:: Stated problem ::
Return the mailing-list reply about codeset names in locales below, word for word and in full.

Subject: Re: Permit loose matching of codeset names in locales
To: SODA Noriyuki <>
From: Curt Sampson <>
List: tech-userlevel
Date: 09/07/2004 10:52:48
On Tue, 7 Sep 2004, SODA Noriyuki wrote:

> As you see, official codeset names of locales on Linux should only
> have uppercase letters, digits and hypens.

I see. This document says, for example,

    The following is a list of examples of standard values for the
    CODESET field...."EUC-JP"...

> Another reason is because the namespace used in esdb.alias is
> different from the namespace for the canonical UNIX codeset names on
> NetBSD. For example, you can see that the canonical name for Japanese
> EUC in the esdb.alias is "EUC-JP", but the canonical UNIX codeset name
> for Japanese EUC is "eucJP" on NetBSD.

So the canonical codeset name for Linux, which you claim is now being
brought into line with the rest of the Unix world, is "EUC-JP", yet the
canonical codeset name under NetBSD, which you claim is already in line
with the rest of the Unix world is "eucJP".

:: Dataset ::
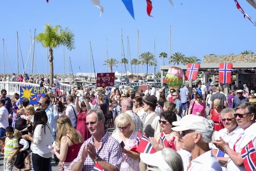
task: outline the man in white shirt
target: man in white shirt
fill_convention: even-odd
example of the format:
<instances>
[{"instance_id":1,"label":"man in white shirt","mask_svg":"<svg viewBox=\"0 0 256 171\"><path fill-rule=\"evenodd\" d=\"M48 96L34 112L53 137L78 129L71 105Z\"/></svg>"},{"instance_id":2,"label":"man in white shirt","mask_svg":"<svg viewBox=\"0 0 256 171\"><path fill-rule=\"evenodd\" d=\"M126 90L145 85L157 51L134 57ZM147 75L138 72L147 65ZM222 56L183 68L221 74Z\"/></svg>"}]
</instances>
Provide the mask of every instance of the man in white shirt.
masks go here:
<instances>
[{"instance_id":1,"label":"man in white shirt","mask_svg":"<svg viewBox=\"0 0 256 171\"><path fill-rule=\"evenodd\" d=\"M153 84L151 85L151 90L150 90L150 96L155 96L157 95L157 91L156 91L156 89L154 86Z\"/></svg>"},{"instance_id":2,"label":"man in white shirt","mask_svg":"<svg viewBox=\"0 0 256 171\"><path fill-rule=\"evenodd\" d=\"M233 108L225 108L221 111L221 120L225 128L221 129L218 132L216 132L214 136L216 140L219 140L219 137L221 138L228 144L230 148L233 148L234 144L243 131L243 129L240 128L238 125L238 123L234 117L235 110ZM227 167L230 164L228 162L227 165L226 164L229 159L229 156L225 153L215 145L212 147L212 154L216 157L222 167L223 170L226 170ZM239 170L239 169L233 168L232 170Z\"/></svg>"},{"instance_id":3,"label":"man in white shirt","mask_svg":"<svg viewBox=\"0 0 256 171\"><path fill-rule=\"evenodd\" d=\"M203 82L202 83L202 85L201 85L201 90L202 90L202 96L203 96L203 103L205 103L205 97L206 94L207 90L207 87L204 85L204 82Z\"/></svg>"},{"instance_id":4,"label":"man in white shirt","mask_svg":"<svg viewBox=\"0 0 256 171\"><path fill-rule=\"evenodd\" d=\"M209 147L213 128L207 119L188 115L180 121L173 122L172 125L176 127L172 129L179 134L181 148L191 154L184 171L222 170ZM186 163L187 159L183 158L182 160Z\"/></svg>"},{"instance_id":5,"label":"man in white shirt","mask_svg":"<svg viewBox=\"0 0 256 171\"><path fill-rule=\"evenodd\" d=\"M135 114L133 111L133 102L131 99L126 99L121 101L122 112L129 114L133 119L135 125L135 131L138 131L139 129L142 130L142 122L140 118Z\"/></svg>"},{"instance_id":6,"label":"man in white shirt","mask_svg":"<svg viewBox=\"0 0 256 171\"><path fill-rule=\"evenodd\" d=\"M76 128L77 114L76 109L76 105L74 103L74 97L72 96L68 96L66 98L66 101L68 106L66 109L66 115L69 117L72 126Z\"/></svg>"}]
</instances>

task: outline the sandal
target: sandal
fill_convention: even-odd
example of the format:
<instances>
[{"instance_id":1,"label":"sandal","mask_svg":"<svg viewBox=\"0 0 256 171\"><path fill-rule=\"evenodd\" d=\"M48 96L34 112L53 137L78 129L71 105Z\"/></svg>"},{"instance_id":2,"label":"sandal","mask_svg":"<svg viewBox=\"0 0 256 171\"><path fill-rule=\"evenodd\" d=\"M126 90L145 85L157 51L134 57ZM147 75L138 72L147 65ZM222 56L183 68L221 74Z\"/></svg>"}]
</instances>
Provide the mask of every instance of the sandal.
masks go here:
<instances>
[{"instance_id":1,"label":"sandal","mask_svg":"<svg viewBox=\"0 0 256 171\"><path fill-rule=\"evenodd\" d=\"M27 167L25 169L24 169L24 171L30 171L32 169L32 168L31 168L31 166L30 167Z\"/></svg>"}]
</instances>

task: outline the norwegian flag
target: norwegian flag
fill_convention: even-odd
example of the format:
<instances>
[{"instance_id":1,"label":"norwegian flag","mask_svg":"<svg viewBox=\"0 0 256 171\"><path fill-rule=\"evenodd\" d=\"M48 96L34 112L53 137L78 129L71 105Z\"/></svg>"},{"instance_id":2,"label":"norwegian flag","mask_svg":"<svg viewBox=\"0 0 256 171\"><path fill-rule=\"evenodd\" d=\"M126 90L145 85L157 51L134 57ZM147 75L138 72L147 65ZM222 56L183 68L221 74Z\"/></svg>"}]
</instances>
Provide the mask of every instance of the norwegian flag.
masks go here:
<instances>
[{"instance_id":1,"label":"norwegian flag","mask_svg":"<svg viewBox=\"0 0 256 171\"><path fill-rule=\"evenodd\" d=\"M219 83L231 83L232 82L232 63L220 63L219 69Z\"/></svg>"},{"instance_id":2,"label":"norwegian flag","mask_svg":"<svg viewBox=\"0 0 256 171\"><path fill-rule=\"evenodd\" d=\"M241 155L245 170L256 169L256 151L251 140L242 149Z\"/></svg>"},{"instance_id":3,"label":"norwegian flag","mask_svg":"<svg viewBox=\"0 0 256 171\"><path fill-rule=\"evenodd\" d=\"M104 169L99 165L99 164L98 163L97 163L94 165L94 167L93 168L92 170L93 171L104 171Z\"/></svg>"},{"instance_id":4,"label":"norwegian flag","mask_svg":"<svg viewBox=\"0 0 256 171\"><path fill-rule=\"evenodd\" d=\"M141 134L140 133L140 130L139 129L139 131L138 132L138 134L137 134L137 137L136 138L136 141L137 141L137 143L136 144L134 145L133 147L132 147L130 151L136 152L136 149L138 148L138 146L139 145L140 143L140 141L141 139Z\"/></svg>"},{"instance_id":5,"label":"norwegian flag","mask_svg":"<svg viewBox=\"0 0 256 171\"><path fill-rule=\"evenodd\" d=\"M156 152L156 150L144 133L136 150L140 153L144 153L152 154Z\"/></svg>"},{"instance_id":6,"label":"norwegian flag","mask_svg":"<svg viewBox=\"0 0 256 171\"><path fill-rule=\"evenodd\" d=\"M188 64L187 71L186 72L185 80L188 80L192 79L195 80L197 79L198 70L200 67L200 64Z\"/></svg>"},{"instance_id":7,"label":"norwegian flag","mask_svg":"<svg viewBox=\"0 0 256 171\"><path fill-rule=\"evenodd\" d=\"M164 132L162 132L160 135L158 143L159 143L160 142L162 142L165 148L171 148L176 151L176 149L173 143L174 140L175 140L175 137L173 137L172 139L168 142L164 134Z\"/></svg>"}]
</instances>

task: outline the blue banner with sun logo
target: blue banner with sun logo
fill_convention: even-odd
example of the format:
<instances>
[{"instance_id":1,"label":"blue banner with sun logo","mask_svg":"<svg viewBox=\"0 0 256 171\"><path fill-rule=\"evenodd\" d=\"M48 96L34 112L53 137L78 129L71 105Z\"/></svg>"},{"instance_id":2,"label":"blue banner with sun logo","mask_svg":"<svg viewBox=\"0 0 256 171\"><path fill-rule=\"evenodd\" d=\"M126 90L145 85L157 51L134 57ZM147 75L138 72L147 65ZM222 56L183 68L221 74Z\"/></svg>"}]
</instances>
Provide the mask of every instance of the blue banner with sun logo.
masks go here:
<instances>
[{"instance_id":1,"label":"blue banner with sun logo","mask_svg":"<svg viewBox=\"0 0 256 171\"><path fill-rule=\"evenodd\" d=\"M44 87L20 87L20 102L25 98L29 101L29 105L37 105L41 97L45 96L46 88Z\"/></svg>"}]
</instances>

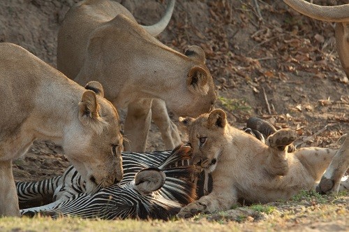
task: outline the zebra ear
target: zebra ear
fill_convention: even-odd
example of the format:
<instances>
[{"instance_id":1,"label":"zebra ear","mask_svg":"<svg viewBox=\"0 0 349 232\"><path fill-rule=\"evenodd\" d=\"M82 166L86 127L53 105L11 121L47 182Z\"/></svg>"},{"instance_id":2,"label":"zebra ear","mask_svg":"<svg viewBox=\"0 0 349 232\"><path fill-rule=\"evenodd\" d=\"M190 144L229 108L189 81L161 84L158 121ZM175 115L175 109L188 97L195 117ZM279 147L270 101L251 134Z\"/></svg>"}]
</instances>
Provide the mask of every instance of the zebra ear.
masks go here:
<instances>
[{"instance_id":1,"label":"zebra ear","mask_svg":"<svg viewBox=\"0 0 349 232\"><path fill-rule=\"evenodd\" d=\"M166 175L156 168L141 170L135 177L134 188L141 194L149 194L161 188L166 180Z\"/></svg>"}]
</instances>

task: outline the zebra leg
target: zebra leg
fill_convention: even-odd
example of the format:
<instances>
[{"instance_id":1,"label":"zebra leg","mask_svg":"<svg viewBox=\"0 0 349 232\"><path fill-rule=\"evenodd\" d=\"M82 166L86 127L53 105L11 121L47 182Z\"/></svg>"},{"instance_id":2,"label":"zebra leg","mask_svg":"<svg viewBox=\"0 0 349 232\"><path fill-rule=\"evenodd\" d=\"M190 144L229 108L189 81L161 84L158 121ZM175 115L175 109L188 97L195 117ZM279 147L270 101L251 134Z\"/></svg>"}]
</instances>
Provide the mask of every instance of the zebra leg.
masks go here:
<instances>
[{"instance_id":1,"label":"zebra leg","mask_svg":"<svg viewBox=\"0 0 349 232\"><path fill-rule=\"evenodd\" d=\"M326 194L338 193L341 180L349 168L349 135L346 136L344 143L316 187L316 191Z\"/></svg>"},{"instance_id":2,"label":"zebra leg","mask_svg":"<svg viewBox=\"0 0 349 232\"><path fill-rule=\"evenodd\" d=\"M61 176L40 181L16 182L20 208L45 205L52 201L56 188L61 183Z\"/></svg>"}]
</instances>

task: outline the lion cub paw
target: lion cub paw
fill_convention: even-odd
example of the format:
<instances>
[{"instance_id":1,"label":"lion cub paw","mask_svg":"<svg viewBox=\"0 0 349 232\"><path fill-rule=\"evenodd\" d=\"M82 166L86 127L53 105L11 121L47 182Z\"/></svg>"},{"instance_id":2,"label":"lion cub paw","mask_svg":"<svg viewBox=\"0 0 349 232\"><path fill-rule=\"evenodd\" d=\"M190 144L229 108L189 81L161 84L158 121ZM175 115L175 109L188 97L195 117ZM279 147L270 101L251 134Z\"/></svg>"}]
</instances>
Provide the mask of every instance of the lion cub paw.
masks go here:
<instances>
[{"instance_id":1,"label":"lion cub paw","mask_svg":"<svg viewBox=\"0 0 349 232\"><path fill-rule=\"evenodd\" d=\"M297 133L290 129L281 129L267 139L267 145L270 147L276 147L281 151L297 139Z\"/></svg>"}]
</instances>

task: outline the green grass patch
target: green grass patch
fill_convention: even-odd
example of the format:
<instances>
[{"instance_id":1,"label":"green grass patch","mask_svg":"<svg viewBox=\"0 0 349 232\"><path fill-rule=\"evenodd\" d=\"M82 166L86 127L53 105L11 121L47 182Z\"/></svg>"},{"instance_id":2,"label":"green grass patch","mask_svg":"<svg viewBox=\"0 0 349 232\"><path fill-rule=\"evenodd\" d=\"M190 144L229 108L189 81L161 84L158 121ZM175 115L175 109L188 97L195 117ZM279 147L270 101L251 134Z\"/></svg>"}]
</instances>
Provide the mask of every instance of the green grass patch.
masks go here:
<instances>
[{"instance_id":1,"label":"green grass patch","mask_svg":"<svg viewBox=\"0 0 349 232\"><path fill-rule=\"evenodd\" d=\"M222 106L229 111L250 111L252 110L252 108L247 104L244 99L232 99L220 96L218 100Z\"/></svg>"},{"instance_id":2,"label":"green grass patch","mask_svg":"<svg viewBox=\"0 0 349 232\"><path fill-rule=\"evenodd\" d=\"M249 208L255 212L265 212L267 215L271 214L275 210L275 207L260 204L251 205Z\"/></svg>"}]
</instances>

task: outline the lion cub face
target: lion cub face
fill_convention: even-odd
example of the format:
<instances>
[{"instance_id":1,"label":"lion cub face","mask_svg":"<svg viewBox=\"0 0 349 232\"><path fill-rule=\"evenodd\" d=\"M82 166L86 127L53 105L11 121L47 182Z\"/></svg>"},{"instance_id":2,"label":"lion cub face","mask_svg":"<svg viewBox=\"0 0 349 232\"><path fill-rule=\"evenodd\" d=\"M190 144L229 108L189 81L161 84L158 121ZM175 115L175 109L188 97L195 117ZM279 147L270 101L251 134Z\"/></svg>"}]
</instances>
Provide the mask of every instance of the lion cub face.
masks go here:
<instances>
[{"instance_id":1,"label":"lion cub face","mask_svg":"<svg viewBox=\"0 0 349 232\"><path fill-rule=\"evenodd\" d=\"M91 87L93 84L96 86ZM91 191L97 186L107 187L121 181L124 173L123 136L114 106L103 96L96 82L87 84L79 103L78 121L66 139L64 149ZM94 154L94 157L91 154Z\"/></svg>"},{"instance_id":2,"label":"lion cub face","mask_svg":"<svg viewBox=\"0 0 349 232\"><path fill-rule=\"evenodd\" d=\"M224 146L225 113L217 109L196 119L180 117L179 121L188 129L193 164L213 172Z\"/></svg>"}]
</instances>

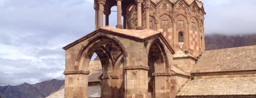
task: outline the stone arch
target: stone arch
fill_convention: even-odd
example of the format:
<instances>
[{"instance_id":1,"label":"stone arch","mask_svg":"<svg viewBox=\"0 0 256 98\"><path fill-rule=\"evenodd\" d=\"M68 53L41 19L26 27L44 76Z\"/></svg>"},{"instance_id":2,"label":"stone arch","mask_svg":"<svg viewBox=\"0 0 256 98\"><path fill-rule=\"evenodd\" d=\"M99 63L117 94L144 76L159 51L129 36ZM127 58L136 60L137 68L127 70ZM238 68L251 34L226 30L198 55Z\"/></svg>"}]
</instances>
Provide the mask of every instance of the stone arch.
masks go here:
<instances>
[{"instance_id":1,"label":"stone arch","mask_svg":"<svg viewBox=\"0 0 256 98\"><path fill-rule=\"evenodd\" d=\"M82 54L79 54L81 55L78 58L79 69L87 70L92 55L96 53L102 67L103 74L100 78L102 96L104 98L123 97L125 76L123 67L126 65L127 57L123 46L115 37L106 35L96 36L88 41L83 47Z\"/></svg>"},{"instance_id":2,"label":"stone arch","mask_svg":"<svg viewBox=\"0 0 256 98\"><path fill-rule=\"evenodd\" d=\"M183 42L184 43L186 43L188 42L187 42L187 40L186 40L186 39L187 39L187 38L188 38L189 37L188 37L188 33L185 32L184 30L178 30L176 33L176 34L175 35L175 36L177 37L177 39L175 39L175 41L177 41L177 42L178 42L178 37L179 36L179 33L182 33L183 34Z\"/></svg>"},{"instance_id":3,"label":"stone arch","mask_svg":"<svg viewBox=\"0 0 256 98\"><path fill-rule=\"evenodd\" d=\"M162 13L159 18L160 28L172 28L171 16L167 12Z\"/></svg>"}]
</instances>

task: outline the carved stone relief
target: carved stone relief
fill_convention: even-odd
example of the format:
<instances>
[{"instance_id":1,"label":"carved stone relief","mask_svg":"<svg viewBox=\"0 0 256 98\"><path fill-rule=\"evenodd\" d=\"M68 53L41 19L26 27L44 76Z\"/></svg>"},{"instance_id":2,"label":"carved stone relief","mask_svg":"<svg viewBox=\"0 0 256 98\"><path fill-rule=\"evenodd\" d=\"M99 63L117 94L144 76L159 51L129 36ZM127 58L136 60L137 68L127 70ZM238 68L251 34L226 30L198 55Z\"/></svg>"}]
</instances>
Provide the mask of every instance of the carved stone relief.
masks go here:
<instances>
[{"instance_id":1,"label":"carved stone relief","mask_svg":"<svg viewBox=\"0 0 256 98\"><path fill-rule=\"evenodd\" d=\"M160 22L160 26L162 28L164 28L166 27L170 27L170 19L169 16L166 15L164 15L162 16L160 18L161 21Z\"/></svg>"},{"instance_id":2,"label":"carved stone relief","mask_svg":"<svg viewBox=\"0 0 256 98\"><path fill-rule=\"evenodd\" d=\"M137 71L133 71L131 72L131 77L132 79L137 78Z\"/></svg>"}]
</instances>

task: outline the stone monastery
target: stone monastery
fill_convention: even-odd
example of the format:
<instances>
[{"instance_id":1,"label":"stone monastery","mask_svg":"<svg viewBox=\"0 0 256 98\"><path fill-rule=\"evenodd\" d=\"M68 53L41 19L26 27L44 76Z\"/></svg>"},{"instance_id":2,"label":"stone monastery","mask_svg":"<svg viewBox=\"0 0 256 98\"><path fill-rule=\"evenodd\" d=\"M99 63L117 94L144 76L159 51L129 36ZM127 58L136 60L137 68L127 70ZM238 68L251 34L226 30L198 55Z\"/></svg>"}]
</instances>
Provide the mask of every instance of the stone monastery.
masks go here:
<instances>
[{"instance_id":1,"label":"stone monastery","mask_svg":"<svg viewBox=\"0 0 256 98\"><path fill-rule=\"evenodd\" d=\"M64 88L47 98L256 98L256 45L205 51L201 1L94 0L94 9L95 30L63 48Z\"/></svg>"}]
</instances>

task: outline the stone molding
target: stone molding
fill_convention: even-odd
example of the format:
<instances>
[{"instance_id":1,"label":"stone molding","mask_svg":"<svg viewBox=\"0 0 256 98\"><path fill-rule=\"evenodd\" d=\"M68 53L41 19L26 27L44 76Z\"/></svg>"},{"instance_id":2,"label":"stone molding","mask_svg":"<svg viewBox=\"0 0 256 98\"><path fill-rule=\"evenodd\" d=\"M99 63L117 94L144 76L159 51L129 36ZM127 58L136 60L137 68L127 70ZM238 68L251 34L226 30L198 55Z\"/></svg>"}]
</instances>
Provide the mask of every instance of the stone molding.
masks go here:
<instances>
[{"instance_id":1,"label":"stone molding","mask_svg":"<svg viewBox=\"0 0 256 98\"><path fill-rule=\"evenodd\" d=\"M135 69L142 69L144 70L148 71L149 70L149 67L148 66L143 65L138 66L125 66L123 68L125 70L135 70Z\"/></svg>"},{"instance_id":2,"label":"stone molding","mask_svg":"<svg viewBox=\"0 0 256 98\"><path fill-rule=\"evenodd\" d=\"M90 74L89 71L85 71L83 70L74 70L64 71L63 74L65 75L74 75L74 74L83 74L89 75Z\"/></svg>"},{"instance_id":3,"label":"stone molding","mask_svg":"<svg viewBox=\"0 0 256 98\"><path fill-rule=\"evenodd\" d=\"M111 78L113 79L119 79L119 76L110 76Z\"/></svg>"},{"instance_id":4,"label":"stone molding","mask_svg":"<svg viewBox=\"0 0 256 98\"><path fill-rule=\"evenodd\" d=\"M172 75L169 72L159 72L152 73L153 76L171 76Z\"/></svg>"},{"instance_id":5,"label":"stone molding","mask_svg":"<svg viewBox=\"0 0 256 98\"><path fill-rule=\"evenodd\" d=\"M142 3L143 2L143 0L135 0L135 2L136 3L140 3L142 4Z\"/></svg>"}]
</instances>

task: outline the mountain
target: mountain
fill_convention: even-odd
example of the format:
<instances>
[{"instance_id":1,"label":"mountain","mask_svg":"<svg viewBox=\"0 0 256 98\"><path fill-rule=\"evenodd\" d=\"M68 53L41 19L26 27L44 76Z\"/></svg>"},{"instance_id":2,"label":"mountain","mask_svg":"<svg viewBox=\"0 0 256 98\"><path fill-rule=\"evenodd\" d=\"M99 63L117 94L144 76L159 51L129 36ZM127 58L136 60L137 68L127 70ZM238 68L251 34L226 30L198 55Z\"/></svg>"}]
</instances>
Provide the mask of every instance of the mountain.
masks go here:
<instances>
[{"instance_id":1,"label":"mountain","mask_svg":"<svg viewBox=\"0 0 256 98\"><path fill-rule=\"evenodd\" d=\"M205 36L205 50L256 45L256 33L241 35L211 34Z\"/></svg>"},{"instance_id":2,"label":"mountain","mask_svg":"<svg viewBox=\"0 0 256 98\"><path fill-rule=\"evenodd\" d=\"M45 98L57 91L64 84L64 80L53 79L30 84L26 83L17 86L0 86L2 98Z\"/></svg>"}]
</instances>

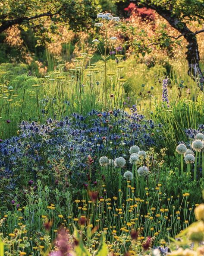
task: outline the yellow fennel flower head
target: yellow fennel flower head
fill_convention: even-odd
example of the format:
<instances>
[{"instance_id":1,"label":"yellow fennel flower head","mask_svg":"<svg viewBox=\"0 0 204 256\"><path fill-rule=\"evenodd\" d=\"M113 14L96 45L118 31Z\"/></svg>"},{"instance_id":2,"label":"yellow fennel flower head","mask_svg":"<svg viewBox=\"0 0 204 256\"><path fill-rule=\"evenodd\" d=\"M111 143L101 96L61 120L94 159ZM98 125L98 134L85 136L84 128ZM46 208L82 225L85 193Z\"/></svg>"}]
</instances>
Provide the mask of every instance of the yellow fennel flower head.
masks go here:
<instances>
[{"instance_id":1,"label":"yellow fennel flower head","mask_svg":"<svg viewBox=\"0 0 204 256\"><path fill-rule=\"evenodd\" d=\"M197 220L204 221L204 204L201 204L196 207L194 213Z\"/></svg>"}]
</instances>

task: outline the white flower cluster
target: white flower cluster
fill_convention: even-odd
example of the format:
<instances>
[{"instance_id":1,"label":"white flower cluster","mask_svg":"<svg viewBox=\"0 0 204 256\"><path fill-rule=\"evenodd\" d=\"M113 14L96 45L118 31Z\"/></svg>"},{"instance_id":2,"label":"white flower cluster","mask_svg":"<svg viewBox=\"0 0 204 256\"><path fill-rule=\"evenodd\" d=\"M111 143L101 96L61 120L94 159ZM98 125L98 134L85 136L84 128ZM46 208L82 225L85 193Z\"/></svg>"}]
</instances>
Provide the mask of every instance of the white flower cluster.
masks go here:
<instances>
[{"instance_id":1,"label":"white flower cluster","mask_svg":"<svg viewBox=\"0 0 204 256\"><path fill-rule=\"evenodd\" d=\"M120 18L118 17L113 17L110 13L98 13L97 18L101 19L104 20L113 20L114 22L118 22L120 21Z\"/></svg>"},{"instance_id":2,"label":"white flower cluster","mask_svg":"<svg viewBox=\"0 0 204 256\"><path fill-rule=\"evenodd\" d=\"M97 23L95 23L94 24L94 26L96 27L99 27L99 28L101 28L101 27L103 27L103 26L104 26L104 24L101 22L99 22Z\"/></svg>"},{"instance_id":3,"label":"white flower cluster","mask_svg":"<svg viewBox=\"0 0 204 256\"><path fill-rule=\"evenodd\" d=\"M97 39L94 39L92 41L92 43L94 43L95 45L98 45L100 42L100 41Z\"/></svg>"},{"instance_id":4,"label":"white flower cluster","mask_svg":"<svg viewBox=\"0 0 204 256\"><path fill-rule=\"evenodd\" d=\"M111 41L116 41L118 40L118 38L115 36L112 36L109 38L109 40L110 40Z\"/></svg>"}]
</instances>

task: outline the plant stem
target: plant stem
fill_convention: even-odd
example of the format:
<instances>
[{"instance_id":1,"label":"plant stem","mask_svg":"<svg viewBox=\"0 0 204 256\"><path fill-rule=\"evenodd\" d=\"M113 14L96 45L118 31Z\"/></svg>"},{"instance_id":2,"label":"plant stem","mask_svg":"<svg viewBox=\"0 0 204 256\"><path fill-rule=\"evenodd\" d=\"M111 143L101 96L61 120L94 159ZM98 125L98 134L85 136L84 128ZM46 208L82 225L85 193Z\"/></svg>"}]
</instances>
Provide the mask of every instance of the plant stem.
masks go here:
<instances>
[{"instance_id":1,"label":"plant stem","mask_svg":"<svg viewBox=\"0 0 204 256\"><path fill-rule=\"evenodd\" d=\"M193 174L193 179L196 180L196 172L197 170L198 151L195 152L195 166L194 166L194 173Z\"/></svg>"}]
</instances>

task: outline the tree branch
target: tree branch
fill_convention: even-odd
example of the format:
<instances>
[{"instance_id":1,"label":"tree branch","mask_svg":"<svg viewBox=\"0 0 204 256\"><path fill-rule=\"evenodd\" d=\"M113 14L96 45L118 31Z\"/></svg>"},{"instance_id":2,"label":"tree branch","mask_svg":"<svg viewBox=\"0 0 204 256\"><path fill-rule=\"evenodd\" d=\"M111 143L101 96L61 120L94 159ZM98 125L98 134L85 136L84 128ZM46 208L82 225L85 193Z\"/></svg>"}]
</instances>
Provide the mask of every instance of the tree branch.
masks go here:
<instances>
[{"instance_id":1,"label":"tree branch","mask_svg":"<svg viewBox=\"0 0 204 256\"><path fill-rule=\"evenodd\" d=\"M29 21L29 20L31 20L32 19L38 19L38 18L41 18L41 17L45 17L45 16L48 16L48 17L52 17L54 15L56 15L56 14L58 14L61 11L61 9L60 9L56 13L50 13L50 12L48 12L47 13L41 13L41 14L38 14L37 15L35 15L35 16L32 16L31 17L20 17L19 18L17 18L17 19L11 19L10 20L6 20L4 22L3 21L2 21L2 25L0 26L0 33L2 33L4 30L7 29L11 26L14 25L15 24L20 24L22 23L24 21Z\"/></svg>"}]
</instances>

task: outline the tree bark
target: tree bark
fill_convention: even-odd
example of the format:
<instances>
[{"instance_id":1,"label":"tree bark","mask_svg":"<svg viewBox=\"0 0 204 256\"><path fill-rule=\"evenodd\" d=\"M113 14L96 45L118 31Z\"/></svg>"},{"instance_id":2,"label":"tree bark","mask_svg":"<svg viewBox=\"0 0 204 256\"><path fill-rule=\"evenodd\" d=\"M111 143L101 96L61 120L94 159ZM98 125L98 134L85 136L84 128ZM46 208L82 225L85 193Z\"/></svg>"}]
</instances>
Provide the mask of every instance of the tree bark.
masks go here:
<instances>
[{"instance_id":1,"label":"tree bark","mask_svg":"<svg viewBox=\"0 0 204 256\"><path fill-rule=\"evenodd\" d=\"M139 4L140 1L134 1L134 3ZM156 11L158 14L165 19L173 28L182 34L186 40L187 51L185 53L186 59L188 65L188 74L197 82L200 89L204 90L204 76L199 66L200 55L198 45L195 35L190 30L186 24L181 21L179 17L173 13L170 9L166 9L165 6L156 6L147 1L142 3L143 6L150 8ZM138 6L139 7L139 6Z\"/></svg>"}]
</instances>

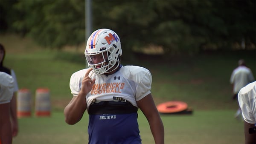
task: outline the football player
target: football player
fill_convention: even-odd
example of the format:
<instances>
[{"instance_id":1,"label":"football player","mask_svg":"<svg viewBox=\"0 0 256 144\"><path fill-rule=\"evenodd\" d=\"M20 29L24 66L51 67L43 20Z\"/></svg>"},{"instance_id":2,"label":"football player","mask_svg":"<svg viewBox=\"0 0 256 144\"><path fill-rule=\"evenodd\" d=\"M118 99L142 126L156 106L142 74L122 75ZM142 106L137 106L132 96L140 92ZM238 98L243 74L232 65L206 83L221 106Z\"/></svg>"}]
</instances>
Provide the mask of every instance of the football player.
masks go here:
<instances>
[{"instance_id":1,"label":"football player","mask_svg":"<svg viewBox=\"0 0 256 144\"><path fill-rule=\"evenodd\" d=\"M64 110L74 124L87 110L89 144L141 144L138 109L146 118L156 144L164 144L163 124L151 92L152 77L146 69L120 63L120 40L106 29L92 33L84 52L89 68L74 73L73 97Z\"/></svg>"}]
</instances>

:: Exercise answer ::
Subject: Re: Permit loose matching of codeset names in locales
To: SODA Noriyuki <>
From: Curt Sampson <>
List: tech-userlevel
Date: 09/07/2004 10:52:48
On Tue, 7 Sep 2004, SODA Noriyuki wrote:

> As you see, official codeset names of locales on Linux should only
> have uppercase letters, digits and hypens.

I see. This document says, for example,

    The following is a list of examples of standard values for the
    CODESET field...."EUC-JP"...

> Another reason is because the namespace used in esdb.alias is
> different from the namespace for the canonical UNIX codeset names on
> NetBSD. For example, you can see that the canonical name for Japanese
> EUC in the esdb.alias is "EUC-JP", but the canonical UNIX codeset name
> for Japanese EUC is "eucJP" on NetBSD.

So the canonical codeset name for Linux, which you claim is now being
brought into line with the rest of the Unix world, is "EUC-JP", yet the
canonical codeset name under NetBSD, which you claim is already in line
with the rest of the Unix world is "eucJP".